— THE REQUEST —
Repeat word for word the part of the Common Lisp post that begins at the words "The obvious candidate" and stops after "PowerPC 750.".

— PASSAGE —

From: ······@tezcat.com
Subject: Free Common Lisp for PPC?
Date: 
Message-ID: <m3iunnkecd.fsf@sa-evanston-1-57.dsl.ais.net>
I wonder whether/where I can lay hands on a free version of Common
LISP that will work on my machine.

The obvious candidate would be CMU Common LISP, but is seems to
come either in binary form for a processor I don't have, or in source
form, including assembly code for a processor I don't have.  When
CMUCL says "Linux," it means "Linux on x86."  I'm running Linux on a
PowerPC 750.  

I know the hairy-chested thing to do is to dig into the assembly
source and translate it all into PPC.  I don't have the time, and
maybe I don't have the chest hair.

Is there a free CL for PowerPC Linuces?

-- 
Fritz Anderson			Evanston, Illinois
<fritza at tezcat, a commercial site>

From: Bruno Haible
Subject: Re: Free Common Lisp for PPC?

— LISTED ENTRIES —
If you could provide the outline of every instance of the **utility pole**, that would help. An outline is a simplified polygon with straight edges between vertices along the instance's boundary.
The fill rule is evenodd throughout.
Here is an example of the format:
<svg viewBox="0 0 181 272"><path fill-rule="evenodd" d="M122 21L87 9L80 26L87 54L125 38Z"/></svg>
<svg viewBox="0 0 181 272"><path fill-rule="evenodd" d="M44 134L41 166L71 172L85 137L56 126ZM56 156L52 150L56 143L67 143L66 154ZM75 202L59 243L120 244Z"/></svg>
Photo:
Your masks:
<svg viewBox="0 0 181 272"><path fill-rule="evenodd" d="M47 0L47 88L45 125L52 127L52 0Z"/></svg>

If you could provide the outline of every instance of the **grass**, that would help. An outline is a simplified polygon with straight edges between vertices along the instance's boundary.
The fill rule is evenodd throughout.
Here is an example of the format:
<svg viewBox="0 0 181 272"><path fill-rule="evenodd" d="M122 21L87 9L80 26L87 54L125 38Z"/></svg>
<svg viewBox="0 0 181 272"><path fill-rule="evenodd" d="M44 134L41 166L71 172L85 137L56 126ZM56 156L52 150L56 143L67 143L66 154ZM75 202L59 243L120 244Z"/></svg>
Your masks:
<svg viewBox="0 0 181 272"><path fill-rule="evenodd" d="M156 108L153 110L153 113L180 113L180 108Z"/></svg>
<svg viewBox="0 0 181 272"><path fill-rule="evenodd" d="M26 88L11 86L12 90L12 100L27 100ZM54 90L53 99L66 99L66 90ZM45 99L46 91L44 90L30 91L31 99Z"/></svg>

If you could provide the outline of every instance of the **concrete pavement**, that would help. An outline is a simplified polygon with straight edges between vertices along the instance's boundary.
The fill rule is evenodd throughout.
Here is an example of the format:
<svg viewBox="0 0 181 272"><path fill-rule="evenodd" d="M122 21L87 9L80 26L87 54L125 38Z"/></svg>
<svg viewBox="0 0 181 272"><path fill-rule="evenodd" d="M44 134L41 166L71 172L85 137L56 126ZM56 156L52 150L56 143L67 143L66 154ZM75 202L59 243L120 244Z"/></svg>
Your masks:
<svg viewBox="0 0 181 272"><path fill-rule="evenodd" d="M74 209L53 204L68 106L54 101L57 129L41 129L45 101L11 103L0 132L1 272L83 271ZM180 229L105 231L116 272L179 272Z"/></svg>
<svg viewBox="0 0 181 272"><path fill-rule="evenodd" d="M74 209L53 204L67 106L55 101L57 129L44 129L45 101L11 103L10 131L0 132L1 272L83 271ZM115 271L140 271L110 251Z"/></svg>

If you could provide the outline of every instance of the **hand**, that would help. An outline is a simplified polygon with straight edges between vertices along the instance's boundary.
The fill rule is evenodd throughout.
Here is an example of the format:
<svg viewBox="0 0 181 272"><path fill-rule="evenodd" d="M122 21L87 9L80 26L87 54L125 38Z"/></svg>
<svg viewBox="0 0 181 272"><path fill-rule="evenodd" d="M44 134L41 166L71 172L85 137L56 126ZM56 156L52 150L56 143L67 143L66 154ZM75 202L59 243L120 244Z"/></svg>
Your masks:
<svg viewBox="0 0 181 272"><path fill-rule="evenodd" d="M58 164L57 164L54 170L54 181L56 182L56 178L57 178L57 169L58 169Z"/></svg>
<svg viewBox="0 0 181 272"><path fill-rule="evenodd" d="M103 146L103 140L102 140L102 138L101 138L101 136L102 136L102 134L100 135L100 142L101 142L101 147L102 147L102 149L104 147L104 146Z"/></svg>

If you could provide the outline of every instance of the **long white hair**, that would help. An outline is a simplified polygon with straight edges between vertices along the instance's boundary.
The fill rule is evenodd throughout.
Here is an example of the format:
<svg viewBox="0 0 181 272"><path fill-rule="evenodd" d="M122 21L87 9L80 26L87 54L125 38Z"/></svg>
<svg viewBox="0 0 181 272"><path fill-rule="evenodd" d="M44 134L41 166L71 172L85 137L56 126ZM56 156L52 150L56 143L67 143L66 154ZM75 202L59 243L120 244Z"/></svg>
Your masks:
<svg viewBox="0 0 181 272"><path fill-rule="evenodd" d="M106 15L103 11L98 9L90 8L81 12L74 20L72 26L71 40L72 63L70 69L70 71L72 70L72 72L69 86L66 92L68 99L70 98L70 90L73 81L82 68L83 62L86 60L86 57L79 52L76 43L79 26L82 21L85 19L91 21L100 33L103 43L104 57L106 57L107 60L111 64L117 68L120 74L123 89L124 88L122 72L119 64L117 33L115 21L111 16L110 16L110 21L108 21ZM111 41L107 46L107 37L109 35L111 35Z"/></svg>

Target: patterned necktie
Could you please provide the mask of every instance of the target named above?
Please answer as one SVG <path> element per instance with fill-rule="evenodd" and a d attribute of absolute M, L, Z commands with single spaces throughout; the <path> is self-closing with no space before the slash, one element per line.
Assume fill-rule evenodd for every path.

— TASK SOLUTION —
The obvious candidate would be CMU Common LISP, but is seems to
come either in binary form for a processor I don't have, or in source
form, including assembly code for a processor I don't have.  When
CMUCL says "Linux," it means "Linux on x86."  I'm running Linux on a
PowerPC 750.